(Dati di partenza)
►

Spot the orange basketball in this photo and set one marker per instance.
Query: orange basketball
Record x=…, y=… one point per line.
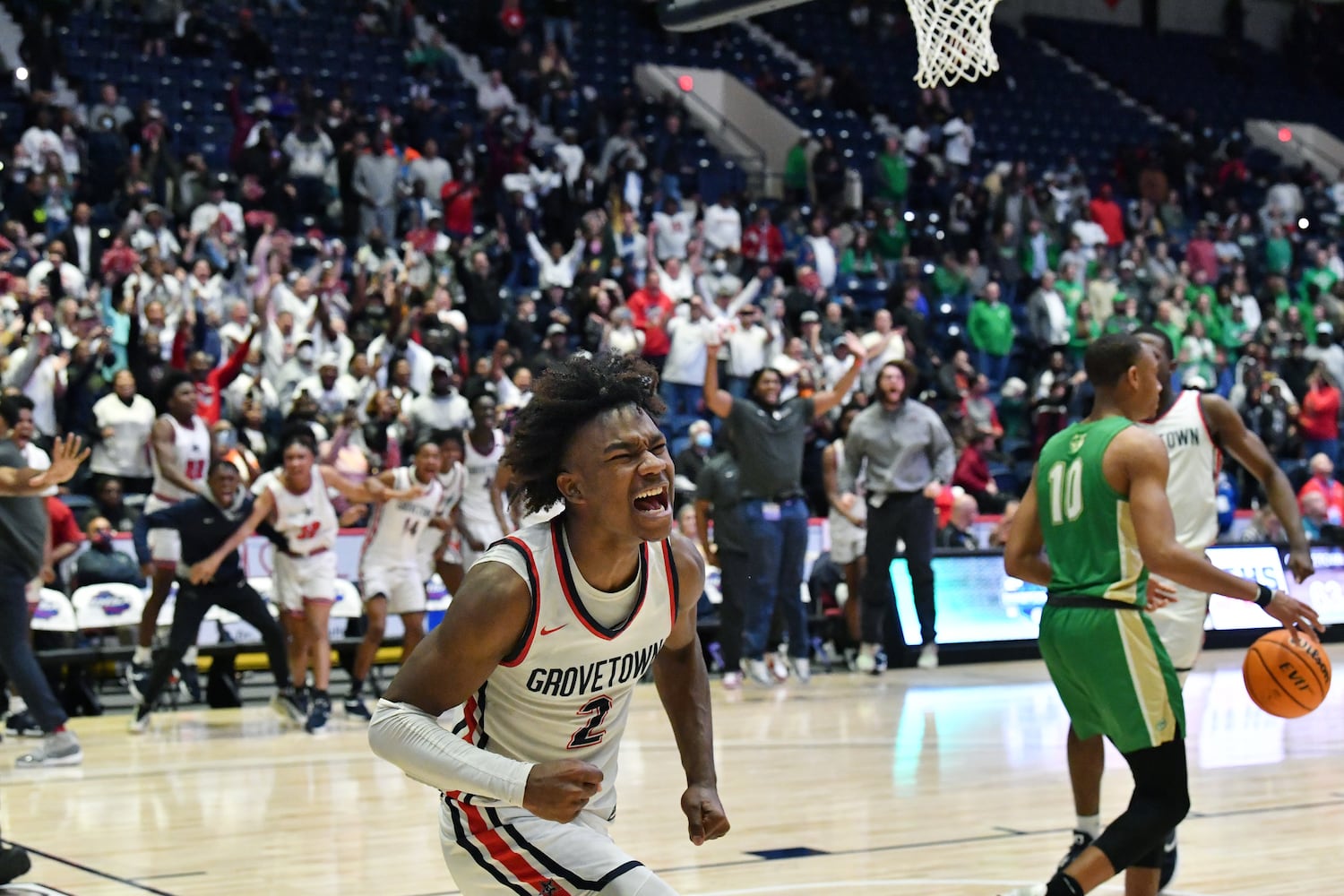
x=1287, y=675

◄
►

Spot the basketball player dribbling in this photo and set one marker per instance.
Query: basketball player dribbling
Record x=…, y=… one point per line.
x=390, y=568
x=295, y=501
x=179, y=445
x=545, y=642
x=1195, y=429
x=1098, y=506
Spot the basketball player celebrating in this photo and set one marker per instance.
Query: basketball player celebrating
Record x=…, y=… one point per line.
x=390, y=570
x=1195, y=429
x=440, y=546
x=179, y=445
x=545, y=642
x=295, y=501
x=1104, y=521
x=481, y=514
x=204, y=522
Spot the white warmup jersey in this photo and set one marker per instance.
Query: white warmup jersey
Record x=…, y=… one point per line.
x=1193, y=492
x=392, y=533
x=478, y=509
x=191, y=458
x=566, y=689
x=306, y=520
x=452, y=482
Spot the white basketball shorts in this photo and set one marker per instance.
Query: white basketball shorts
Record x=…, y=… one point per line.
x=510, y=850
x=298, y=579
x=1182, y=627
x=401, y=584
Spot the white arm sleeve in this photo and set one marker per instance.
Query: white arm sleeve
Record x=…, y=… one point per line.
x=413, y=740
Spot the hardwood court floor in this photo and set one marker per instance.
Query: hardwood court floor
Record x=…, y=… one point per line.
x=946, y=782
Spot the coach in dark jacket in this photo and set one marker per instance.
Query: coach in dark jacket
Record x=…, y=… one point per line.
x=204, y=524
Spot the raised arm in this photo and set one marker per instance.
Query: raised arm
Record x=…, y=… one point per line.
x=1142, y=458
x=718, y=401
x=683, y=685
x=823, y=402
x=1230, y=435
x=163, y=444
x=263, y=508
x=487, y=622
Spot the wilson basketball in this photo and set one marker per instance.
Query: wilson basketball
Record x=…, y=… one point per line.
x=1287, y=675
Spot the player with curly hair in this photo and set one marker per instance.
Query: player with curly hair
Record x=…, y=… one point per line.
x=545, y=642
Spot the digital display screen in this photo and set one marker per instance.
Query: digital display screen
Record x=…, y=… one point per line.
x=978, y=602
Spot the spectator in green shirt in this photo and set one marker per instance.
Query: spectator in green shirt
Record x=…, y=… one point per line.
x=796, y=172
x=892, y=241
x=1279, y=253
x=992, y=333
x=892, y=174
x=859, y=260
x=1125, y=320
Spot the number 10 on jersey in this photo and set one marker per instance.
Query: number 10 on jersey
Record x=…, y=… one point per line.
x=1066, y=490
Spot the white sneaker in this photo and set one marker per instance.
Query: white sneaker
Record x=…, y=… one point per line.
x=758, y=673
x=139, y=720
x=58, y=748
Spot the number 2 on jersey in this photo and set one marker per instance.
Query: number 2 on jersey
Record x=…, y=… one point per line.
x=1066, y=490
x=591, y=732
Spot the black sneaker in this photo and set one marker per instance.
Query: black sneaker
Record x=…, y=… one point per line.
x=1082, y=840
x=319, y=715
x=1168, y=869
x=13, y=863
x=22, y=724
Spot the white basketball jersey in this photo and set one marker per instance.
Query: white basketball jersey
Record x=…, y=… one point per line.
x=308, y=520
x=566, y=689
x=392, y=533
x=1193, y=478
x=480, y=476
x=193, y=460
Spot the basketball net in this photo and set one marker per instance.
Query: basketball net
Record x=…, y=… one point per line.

◄

(Esercizio assegnato) Trascrivi di nuovo le righe, identiche, partendo da quella che contiene "Spot the hardwood" e fermandoti dopo quella che contiene "x=487, y=622".

(Svolgimento)
Spot the hardwood court floor in this photo and set one marker per instance.
Query: hardwood court floor
Record x=…, y=… one point per line.
x=946, y=782
Spot the coach in dark jacket in this photo and set one marker per instance.
Query: coach in dark jacket
Record x=…, y=… one point per line.
x=204, y=524
Spot the raised arm in this photo and set one marker per instance.
Query: raised arm
Record x=…, y=… one point per line.
x=1142, y=458
x=718, y=401
x=683, y=685
x=823, y=402
x=1230, y=435
x=163, y=444
x=263, y=508
x=487, y=622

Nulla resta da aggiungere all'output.